(Named-object pointing records)
···

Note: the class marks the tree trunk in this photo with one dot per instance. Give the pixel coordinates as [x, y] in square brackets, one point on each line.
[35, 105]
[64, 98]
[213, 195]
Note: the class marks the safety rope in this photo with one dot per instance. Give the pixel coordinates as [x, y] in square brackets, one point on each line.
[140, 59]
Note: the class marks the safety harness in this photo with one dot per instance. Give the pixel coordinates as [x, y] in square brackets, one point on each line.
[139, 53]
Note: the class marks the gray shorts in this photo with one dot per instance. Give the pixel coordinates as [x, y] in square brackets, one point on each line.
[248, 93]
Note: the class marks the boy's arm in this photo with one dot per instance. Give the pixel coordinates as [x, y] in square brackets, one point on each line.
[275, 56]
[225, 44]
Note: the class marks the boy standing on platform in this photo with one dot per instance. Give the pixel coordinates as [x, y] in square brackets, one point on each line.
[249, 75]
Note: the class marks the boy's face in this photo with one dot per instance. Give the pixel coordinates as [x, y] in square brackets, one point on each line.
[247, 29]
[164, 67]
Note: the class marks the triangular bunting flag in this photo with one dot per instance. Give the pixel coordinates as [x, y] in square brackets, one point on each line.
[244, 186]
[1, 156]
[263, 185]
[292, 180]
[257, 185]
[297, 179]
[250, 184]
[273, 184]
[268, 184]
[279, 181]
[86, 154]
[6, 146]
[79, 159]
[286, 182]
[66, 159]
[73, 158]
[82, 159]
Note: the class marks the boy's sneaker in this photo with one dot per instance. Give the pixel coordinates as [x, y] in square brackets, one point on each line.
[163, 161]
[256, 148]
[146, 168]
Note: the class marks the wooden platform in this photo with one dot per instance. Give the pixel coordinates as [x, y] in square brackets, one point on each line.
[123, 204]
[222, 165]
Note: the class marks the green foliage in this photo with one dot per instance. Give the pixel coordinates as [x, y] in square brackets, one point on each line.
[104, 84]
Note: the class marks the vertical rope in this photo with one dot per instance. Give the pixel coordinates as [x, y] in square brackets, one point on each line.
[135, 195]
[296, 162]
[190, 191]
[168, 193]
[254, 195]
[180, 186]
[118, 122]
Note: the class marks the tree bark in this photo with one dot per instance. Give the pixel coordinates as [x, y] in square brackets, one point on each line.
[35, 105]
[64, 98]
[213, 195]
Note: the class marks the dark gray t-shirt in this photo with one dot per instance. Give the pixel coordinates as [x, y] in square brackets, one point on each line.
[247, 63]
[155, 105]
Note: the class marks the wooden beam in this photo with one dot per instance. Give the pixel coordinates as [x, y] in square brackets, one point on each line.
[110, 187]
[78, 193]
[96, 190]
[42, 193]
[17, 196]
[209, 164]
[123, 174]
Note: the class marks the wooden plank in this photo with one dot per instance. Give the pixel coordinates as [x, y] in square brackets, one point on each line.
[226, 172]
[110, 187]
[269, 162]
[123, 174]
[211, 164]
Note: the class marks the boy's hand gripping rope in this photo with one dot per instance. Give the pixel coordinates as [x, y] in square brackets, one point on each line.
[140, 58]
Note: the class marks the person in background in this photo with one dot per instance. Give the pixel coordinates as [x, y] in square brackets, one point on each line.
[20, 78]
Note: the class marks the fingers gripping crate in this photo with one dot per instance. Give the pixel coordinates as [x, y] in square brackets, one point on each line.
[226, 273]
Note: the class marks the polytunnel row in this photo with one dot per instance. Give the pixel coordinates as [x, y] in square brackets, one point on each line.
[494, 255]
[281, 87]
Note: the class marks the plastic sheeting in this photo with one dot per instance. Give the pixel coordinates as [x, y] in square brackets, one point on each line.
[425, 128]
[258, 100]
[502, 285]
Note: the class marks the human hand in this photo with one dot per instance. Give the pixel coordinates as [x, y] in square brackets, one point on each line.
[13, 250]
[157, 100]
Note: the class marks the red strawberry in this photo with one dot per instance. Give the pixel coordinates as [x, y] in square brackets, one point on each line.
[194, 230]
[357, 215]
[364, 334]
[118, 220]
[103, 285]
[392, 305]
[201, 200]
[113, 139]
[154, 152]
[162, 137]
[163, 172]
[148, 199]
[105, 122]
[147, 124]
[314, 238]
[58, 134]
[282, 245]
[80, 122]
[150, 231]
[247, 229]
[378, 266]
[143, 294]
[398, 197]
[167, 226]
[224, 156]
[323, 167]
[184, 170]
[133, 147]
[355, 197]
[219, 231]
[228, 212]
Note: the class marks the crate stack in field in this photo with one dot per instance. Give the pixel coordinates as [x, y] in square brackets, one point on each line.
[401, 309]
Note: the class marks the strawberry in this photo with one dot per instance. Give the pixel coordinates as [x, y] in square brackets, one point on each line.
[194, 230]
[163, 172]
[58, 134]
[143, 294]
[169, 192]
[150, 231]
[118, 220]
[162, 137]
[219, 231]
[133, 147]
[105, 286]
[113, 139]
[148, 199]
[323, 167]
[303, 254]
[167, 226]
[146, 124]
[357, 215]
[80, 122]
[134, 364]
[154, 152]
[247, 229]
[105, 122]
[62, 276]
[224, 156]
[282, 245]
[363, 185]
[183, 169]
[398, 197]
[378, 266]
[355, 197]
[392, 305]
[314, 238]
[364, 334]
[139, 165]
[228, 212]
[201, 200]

···

#### AIM:
Retype each record exactly, leaving nothing out.

#### COMPLETED TASK:
Note: the class marks the tree trunk in this photo with one dot per instance. Give the pixel coordinates as [x, y] in square brackets, one point on each line.
[35, 105]
[64, 98]
[213, 195]
Note: the class marks the safety rope in this photo with one dot per instance. Give the pixel coordinates as [x, y] in square brackets, one point on each line.
[140, 59]
Note: the class marks the safety harness in this photo with one dot per instance. Give the pixel coordinates as [x, y] in square brackets, one point on each line.
[139, 53]
Note: the class marks the gray shorts in this photo with one dot per instance. Give the pixel coordinates as [x, y] in square brackets, one point on each line.
[248, 93]
Note: the class marks the boy's arm in this photo with one dot per instance. Give the pixel coordinates as [x, y] in square brackets, one point on each line.
[275, 56]
[225, 44]
Note: the class marks the boy standing on platform in this photo with one dot per instance. Give the pixel coordinates as [x, y] in square brackets, one point on each line.
[249, 75]
Note: the class marks the boy's face in this photo with one dot per instance. Give the pixel coordinates as [x, y] in square brackets, one point on each line.
[247, 29]
[164, 67]
Note: the class marks the triangular bunting flag in this photo with one dot per instance. Give the pixel coordinates as [x, y] in square brackets, one point on each line.
[244, 186]
[1, 156]
[263, 185]
[292, 180]
[257, 185]
[297, 179]
[250, 184]
[273, 184]
[268, 184]
[279, 181]
[86, 154]
[6, 146]
[79, 159]
[286, 182]
[66, 159]
[73, 158]
[82, 159]
Note: the class marks the boy's sneaker in this photo with one dot per instance. Give the pixel coordinates as [x, y] in square brackets, one point on each line.
[163, 161]
[256, 148]
[146, 168]
Note: the class marks the wooden platform in this photo with one dot per instance. Give the pixel coordinates as [x, y] in square brackets, one point on each line.
[123, 204]
[222, 165]
Note: the class marks the green foliage in this photo with one dot per instance. Give the pixel coordinates as [x, y] in square brackets, one point on each line.
[104, 84]
Note: the class marks the vertical rope in this photo with one dot per instance. Give the pixel coordinates as [x, y] in square brackets, one point on each line.
[135, 195]
[296, 162]
[190, 191]
[168, 193]
[254, 195]
[180, 186]
[118, 122]
Note: the class marks the tree bark in this photo with one dot per instance. Give the pixel coordinates as [x, y] in square brackets, one point on each line.
[35, 105]
[64, 98]
[213, 195]
Note: the class marks the dark gray t-shirt in this photo with one dot per instance. Give the pixel coordinates as [x, y] in square brackets, one point on each line.
[247, 63]
[155, 105]
Note: the class marks the wooden beam in this photo with one dot per instance. Give the pixel coordinates as [x, y] in square brackets, one point on each line.
[110, 187]
[78, 193]
[96, 190]
[42, 193]
[17, 196]
[209, 164]
[123, 174]
Note: the class marks the wooden plank in this photo with one dot per instance. Give the pixel coordinates as [x, y] in square brackets, one point on each line.
[226, 172]
[110, 187]
[269, 162]
[123, 174]
[211, 164]
Note: the class marks the boy's hand gripping rope in this photo with one dot per instance. Give the pixel coordinates as [x, y] in square brackets, one point on each line.
[140, 58]
Note: the class marks the person in background in this photo with one dot per instance. Give the pixel coordinates as [x, y] in square brackets, one point on each line.
[20, 78]
Note: the class marks the fingers gripping crate in this photo with one dot per instance. Give the pixel coordinates as [x, y] in square brackets, one point on each line.
[226, 273]
Note: the class marks the polytunnel row in this photo with one dot per instance. Give the pixel coordinates as [x, y] in square brackets, one point on each line.
[494, 255]
[281, 87]
Note: the class marks the plastic sheeting in this photo with one dot per instance. Give the pixel coordinates as [x, y] in square brackets, one point on each line.
[425, 128]
[258, 100]
[502, 285]
Note: the class marks the human hand in this photo with one dot per instance. Give the pixel coordinates as [x, y] in square brackets, one point on each line.
[13, 250]
[157, 100]
Note: the class marks the red strawberry in this photo with one dot per instance. Give the pixel coordinates as [x, y] in square brackets, one point on each line.
[194, 230]
[357, 215]
[364, 334]
[118, 220]
[103, 285]
[392, 305]
[201, 200]
[113, 139]
[154, 152]
[162, 137]
[163, 172]
[148, 199]
[105, 122]
[147, 124]
[314, 238]
[58, 134]
[282, 245]
[80, 122]
[150, 231]
[247, 229]
[378, 266]
[143, 294]
[398, 197]
[167, 226]
[224, 156]
[323, 167]
[184, 170]
[133, 147]
[355, 197]
[219, 231]
[228, 212]
Note: the class marks the crate stack in field in this photo with one dot per instance. Give the pixel coordinates as [x, y] in square brackets, one point on each line.
[401, 309]
Note: the class marks the strawberry in this photo with one dot per instance. Give the pixel coordinates as [x, y] in square brackets, one point on each line.
[194, 230]
[163, 172]
[58, 134]
[143, 294]
[169, 192]
[150, 231]
[118, 220]
[162, 137]
[219, 231]
[133, 147]
[105, 286]
[113, 139]
[148, 199]
[323, 167]
[303, 254]
[167, 226]
[146, 124]
[357, 215]
[80, 122]
[134, 364]
[154, 152]
[247, 229]
[105, 122]
[62, 276]
[224, 156]
[282, 245]
[363, 185]
[183, 169]
[398, 197]
[378, 266]
[355, 197]
[392, 305]
[314, 238]
[364, 334]
[139, 165]
[228, 212]
[201, 200]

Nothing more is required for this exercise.